### What is being asked
Copy out the lines of the listing verbatim, starting with the line that contains "Q: Mark a point on every instance of the wooden table" and ending with the line that contains "Target: railing post", both included.

(Data extracted from a collection)
──────

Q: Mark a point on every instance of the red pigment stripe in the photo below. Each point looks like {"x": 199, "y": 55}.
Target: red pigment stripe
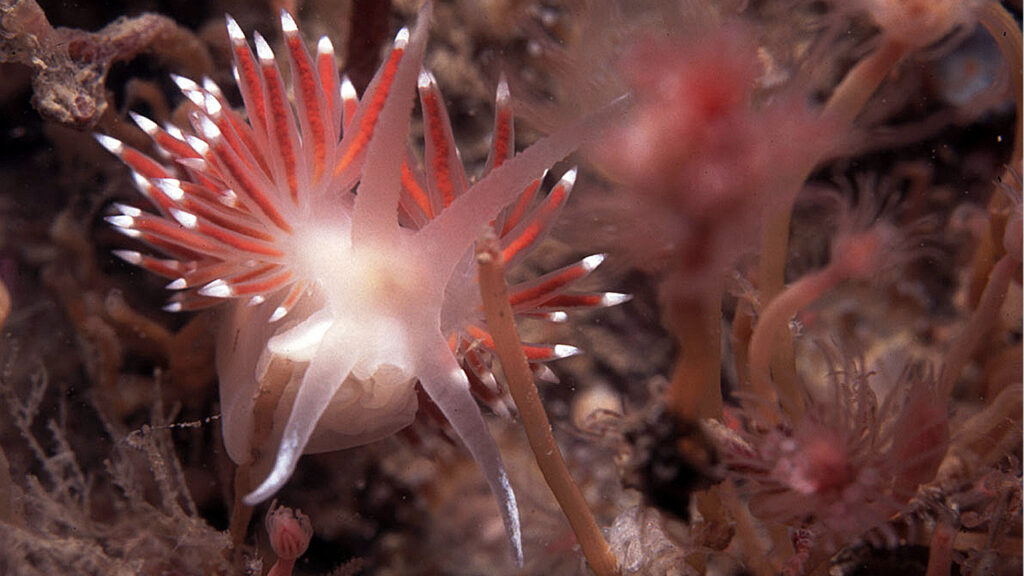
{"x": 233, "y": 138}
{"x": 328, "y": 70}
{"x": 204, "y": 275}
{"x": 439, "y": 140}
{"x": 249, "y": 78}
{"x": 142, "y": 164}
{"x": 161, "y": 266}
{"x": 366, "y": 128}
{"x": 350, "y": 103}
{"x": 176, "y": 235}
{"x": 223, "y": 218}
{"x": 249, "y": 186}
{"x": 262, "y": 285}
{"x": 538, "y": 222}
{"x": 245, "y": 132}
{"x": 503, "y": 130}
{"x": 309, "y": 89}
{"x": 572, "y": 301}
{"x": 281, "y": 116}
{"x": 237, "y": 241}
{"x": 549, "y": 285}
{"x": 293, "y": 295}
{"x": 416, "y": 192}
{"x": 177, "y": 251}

──────

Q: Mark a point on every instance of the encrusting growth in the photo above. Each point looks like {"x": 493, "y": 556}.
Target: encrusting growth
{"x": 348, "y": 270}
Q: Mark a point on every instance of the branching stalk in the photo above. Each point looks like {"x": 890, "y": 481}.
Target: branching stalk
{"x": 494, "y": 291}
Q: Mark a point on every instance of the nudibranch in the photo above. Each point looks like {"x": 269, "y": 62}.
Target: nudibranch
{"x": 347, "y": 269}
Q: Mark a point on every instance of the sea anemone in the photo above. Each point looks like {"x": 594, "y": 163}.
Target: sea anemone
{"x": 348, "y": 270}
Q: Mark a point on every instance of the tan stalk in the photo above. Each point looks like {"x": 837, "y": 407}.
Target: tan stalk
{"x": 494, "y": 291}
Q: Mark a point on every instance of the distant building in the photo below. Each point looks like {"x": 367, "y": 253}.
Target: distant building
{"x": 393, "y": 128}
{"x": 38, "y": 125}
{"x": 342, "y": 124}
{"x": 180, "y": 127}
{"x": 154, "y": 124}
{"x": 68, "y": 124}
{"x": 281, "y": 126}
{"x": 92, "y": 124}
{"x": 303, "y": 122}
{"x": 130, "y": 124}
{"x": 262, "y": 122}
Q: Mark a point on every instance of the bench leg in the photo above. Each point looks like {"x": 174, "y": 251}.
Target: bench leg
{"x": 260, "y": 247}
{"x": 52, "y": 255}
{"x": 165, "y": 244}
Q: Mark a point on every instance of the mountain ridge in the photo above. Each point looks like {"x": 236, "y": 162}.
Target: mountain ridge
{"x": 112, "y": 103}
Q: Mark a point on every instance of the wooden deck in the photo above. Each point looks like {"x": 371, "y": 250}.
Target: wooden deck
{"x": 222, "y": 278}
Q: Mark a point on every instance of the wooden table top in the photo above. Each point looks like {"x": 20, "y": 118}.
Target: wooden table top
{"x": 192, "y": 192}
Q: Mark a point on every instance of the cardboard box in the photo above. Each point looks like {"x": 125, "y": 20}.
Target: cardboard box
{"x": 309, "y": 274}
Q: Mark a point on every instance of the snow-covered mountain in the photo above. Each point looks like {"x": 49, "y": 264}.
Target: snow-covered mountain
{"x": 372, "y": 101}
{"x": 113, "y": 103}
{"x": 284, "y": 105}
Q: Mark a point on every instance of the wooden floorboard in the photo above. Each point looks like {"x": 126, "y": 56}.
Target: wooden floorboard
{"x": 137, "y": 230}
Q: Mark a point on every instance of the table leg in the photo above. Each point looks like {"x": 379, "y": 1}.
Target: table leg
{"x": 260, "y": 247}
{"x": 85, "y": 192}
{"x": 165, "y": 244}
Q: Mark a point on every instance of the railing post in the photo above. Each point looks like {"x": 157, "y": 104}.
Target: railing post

──────

### Exercise answer
Q: Mark a point on every instance of the wooden table top in the photo above. Each point looks like {"x": 20, "y": 118}.
Target: wooden table top
{"x": 192, "y": 192}
Q: Mark a point on every instance of the cardboard box in the photo above. Each point looks like {"x": 125, "y": 20}.
Target: cardboard box
{"x": 309, "y": 274}
Q: Mark a point on every instance of the snow-covered mountain in the photo above. Each point looks like {"x": 49, "y": 264}.
Target: snow-covered mountain
{"x": 372, "y": 101}
{"x": 113, "y": 103}
{"x": 284, "y": 105}
Q: Mark a point on every instance of the wooden floorboard in the photo above. Each point looks like {"x": 126, "y": 56}.
Target: wooden floorboard
{"x": 137, "y": 230}
Q: Mark a point on every instance of the table leg in the photo above. Each point looks like {"x": 379, "y": 1}.
Target: table leg
{"x": 260, "y": 247}
{"x": 85, "y": 192}
{"x": 165, "y": 244}
Q: Mark a point on every instance of the railing post in the photo above. Each point looks like {"x": 157, "y": 104}.
Target: railing post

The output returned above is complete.